DATA LISTING
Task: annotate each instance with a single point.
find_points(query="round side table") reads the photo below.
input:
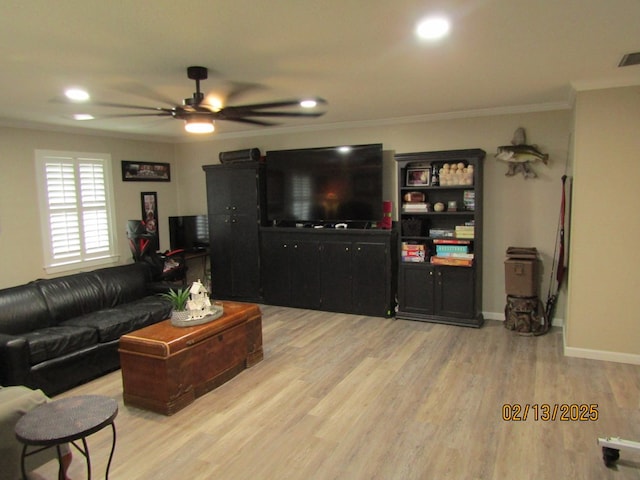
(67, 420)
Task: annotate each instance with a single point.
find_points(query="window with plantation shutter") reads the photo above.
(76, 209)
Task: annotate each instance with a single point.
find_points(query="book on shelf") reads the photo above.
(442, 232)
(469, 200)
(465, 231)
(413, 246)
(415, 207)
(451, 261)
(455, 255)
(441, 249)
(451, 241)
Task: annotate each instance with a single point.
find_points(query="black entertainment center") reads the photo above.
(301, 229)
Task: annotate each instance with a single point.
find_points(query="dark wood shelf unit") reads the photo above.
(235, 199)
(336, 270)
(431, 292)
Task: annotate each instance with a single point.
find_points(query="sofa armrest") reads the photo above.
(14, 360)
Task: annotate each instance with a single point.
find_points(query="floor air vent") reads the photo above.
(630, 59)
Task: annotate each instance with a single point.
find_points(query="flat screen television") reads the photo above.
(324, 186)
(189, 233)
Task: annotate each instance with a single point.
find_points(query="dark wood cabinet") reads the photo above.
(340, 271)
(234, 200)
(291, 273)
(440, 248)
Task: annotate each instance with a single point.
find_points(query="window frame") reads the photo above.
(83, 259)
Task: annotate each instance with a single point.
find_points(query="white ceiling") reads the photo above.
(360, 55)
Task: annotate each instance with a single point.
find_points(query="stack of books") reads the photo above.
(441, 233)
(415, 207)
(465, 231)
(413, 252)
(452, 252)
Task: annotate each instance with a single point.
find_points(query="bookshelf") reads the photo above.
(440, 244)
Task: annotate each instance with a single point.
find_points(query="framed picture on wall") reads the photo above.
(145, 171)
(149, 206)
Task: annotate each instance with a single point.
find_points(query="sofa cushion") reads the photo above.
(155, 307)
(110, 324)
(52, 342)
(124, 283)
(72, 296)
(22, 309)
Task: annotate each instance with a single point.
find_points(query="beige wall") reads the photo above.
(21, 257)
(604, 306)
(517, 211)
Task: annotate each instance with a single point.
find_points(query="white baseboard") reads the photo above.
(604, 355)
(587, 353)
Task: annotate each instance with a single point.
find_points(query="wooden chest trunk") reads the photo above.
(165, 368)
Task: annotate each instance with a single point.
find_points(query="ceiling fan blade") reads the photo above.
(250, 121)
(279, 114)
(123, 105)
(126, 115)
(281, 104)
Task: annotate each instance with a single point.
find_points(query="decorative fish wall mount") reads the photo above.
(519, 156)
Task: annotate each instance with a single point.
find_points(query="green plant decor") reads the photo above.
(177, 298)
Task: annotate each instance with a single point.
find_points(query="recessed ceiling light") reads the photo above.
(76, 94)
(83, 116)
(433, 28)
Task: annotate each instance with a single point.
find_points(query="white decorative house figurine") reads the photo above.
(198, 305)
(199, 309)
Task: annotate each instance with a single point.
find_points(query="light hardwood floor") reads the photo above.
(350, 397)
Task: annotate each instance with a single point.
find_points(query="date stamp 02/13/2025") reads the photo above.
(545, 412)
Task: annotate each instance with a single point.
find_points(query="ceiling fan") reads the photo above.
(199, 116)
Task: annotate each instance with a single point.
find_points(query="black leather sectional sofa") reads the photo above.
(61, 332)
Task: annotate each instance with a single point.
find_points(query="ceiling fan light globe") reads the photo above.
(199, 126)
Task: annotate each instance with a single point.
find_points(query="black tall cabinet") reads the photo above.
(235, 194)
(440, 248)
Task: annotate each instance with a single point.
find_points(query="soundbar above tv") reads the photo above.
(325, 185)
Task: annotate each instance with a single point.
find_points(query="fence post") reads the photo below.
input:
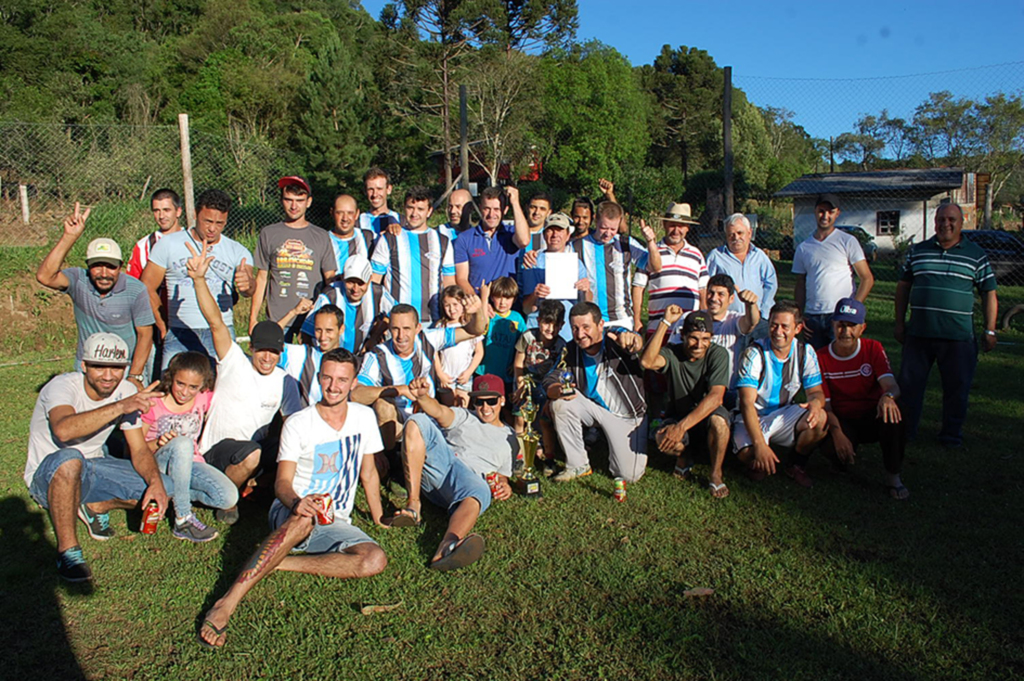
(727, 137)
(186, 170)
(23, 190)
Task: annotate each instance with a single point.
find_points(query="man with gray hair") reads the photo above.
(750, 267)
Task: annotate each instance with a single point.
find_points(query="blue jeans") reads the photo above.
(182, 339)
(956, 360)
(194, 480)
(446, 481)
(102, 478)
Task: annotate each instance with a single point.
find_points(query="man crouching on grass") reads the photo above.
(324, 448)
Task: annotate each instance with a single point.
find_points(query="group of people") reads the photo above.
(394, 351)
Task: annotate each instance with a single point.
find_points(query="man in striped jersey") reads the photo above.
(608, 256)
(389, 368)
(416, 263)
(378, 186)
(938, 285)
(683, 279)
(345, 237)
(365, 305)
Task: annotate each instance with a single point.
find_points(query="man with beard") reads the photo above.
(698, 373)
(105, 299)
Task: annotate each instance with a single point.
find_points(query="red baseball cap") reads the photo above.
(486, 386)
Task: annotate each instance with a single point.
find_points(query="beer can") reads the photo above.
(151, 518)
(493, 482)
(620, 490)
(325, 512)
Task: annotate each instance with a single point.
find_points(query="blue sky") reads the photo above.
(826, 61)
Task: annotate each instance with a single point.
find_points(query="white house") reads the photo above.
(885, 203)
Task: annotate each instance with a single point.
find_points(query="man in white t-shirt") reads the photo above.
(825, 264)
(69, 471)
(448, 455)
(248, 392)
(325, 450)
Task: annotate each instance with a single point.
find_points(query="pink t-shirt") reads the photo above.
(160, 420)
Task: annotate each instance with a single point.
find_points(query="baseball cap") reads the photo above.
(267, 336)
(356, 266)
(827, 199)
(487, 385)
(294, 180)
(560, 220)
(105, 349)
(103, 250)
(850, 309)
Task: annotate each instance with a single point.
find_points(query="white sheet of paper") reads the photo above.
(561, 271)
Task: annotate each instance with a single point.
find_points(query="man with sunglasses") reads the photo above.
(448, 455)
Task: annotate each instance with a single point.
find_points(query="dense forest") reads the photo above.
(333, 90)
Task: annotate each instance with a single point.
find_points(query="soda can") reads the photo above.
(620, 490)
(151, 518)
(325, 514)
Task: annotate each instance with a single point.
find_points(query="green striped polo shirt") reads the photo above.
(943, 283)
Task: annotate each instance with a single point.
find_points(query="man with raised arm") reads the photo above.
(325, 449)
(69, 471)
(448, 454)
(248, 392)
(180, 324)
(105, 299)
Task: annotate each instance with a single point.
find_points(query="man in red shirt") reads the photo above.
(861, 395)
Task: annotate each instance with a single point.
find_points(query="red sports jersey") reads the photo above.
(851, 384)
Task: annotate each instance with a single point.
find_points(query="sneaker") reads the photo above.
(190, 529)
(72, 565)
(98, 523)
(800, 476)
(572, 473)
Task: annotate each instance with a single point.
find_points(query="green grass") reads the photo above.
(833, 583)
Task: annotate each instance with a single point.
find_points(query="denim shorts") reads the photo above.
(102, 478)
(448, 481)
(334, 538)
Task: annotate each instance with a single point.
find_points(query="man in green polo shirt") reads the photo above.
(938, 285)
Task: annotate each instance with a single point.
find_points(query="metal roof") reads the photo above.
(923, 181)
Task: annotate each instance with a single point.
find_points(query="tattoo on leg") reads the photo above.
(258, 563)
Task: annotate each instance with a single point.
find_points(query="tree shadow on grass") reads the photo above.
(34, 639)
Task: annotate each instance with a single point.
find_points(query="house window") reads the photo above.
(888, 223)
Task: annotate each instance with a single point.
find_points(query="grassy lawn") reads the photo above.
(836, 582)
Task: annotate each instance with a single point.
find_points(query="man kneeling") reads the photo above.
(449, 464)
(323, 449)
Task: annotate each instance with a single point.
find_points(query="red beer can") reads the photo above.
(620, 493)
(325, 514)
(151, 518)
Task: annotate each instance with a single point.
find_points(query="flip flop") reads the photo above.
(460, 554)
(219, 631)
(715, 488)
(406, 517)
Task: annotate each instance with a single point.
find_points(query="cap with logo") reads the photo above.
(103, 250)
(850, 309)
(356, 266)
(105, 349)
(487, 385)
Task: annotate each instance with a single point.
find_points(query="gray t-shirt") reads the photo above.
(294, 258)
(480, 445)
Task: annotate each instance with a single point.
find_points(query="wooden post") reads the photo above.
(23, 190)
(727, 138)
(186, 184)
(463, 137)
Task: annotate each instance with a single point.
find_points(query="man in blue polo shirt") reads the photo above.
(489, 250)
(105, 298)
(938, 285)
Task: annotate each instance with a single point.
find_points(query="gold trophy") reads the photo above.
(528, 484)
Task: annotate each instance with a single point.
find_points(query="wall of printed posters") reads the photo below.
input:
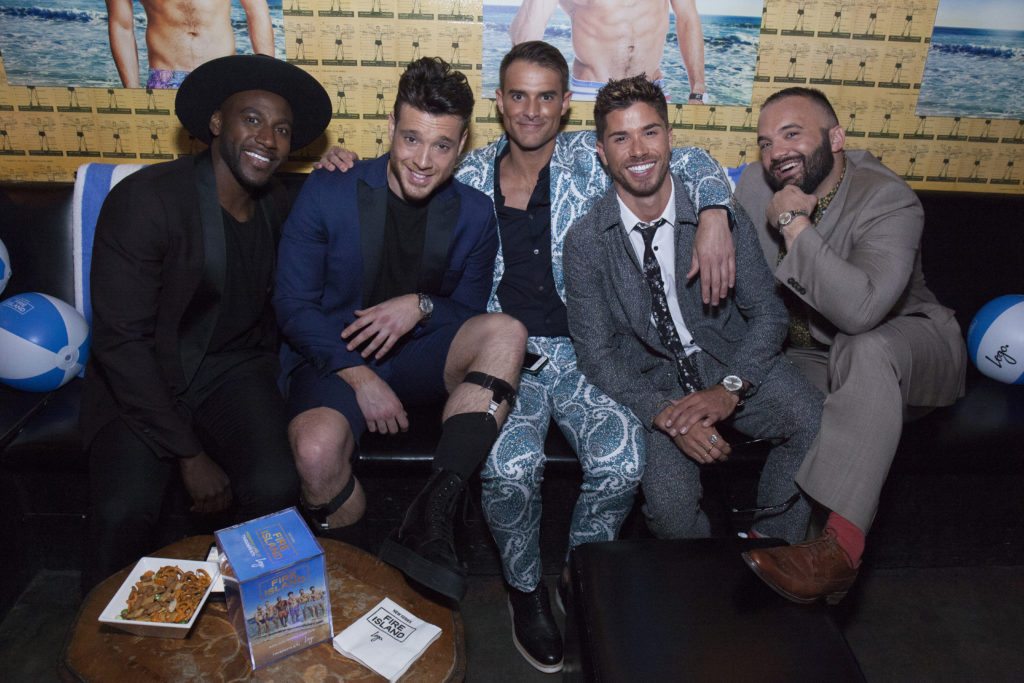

ASSIGNED TASK
If a line in the data above holds the string "below", copy it.

SOLUTION TO THE EXERCISE
find_points(query="round side table") reads the photo below.
find_points(query="fence post") reads the photo below.
find_points(query="wall of printed posters") reads the photo below.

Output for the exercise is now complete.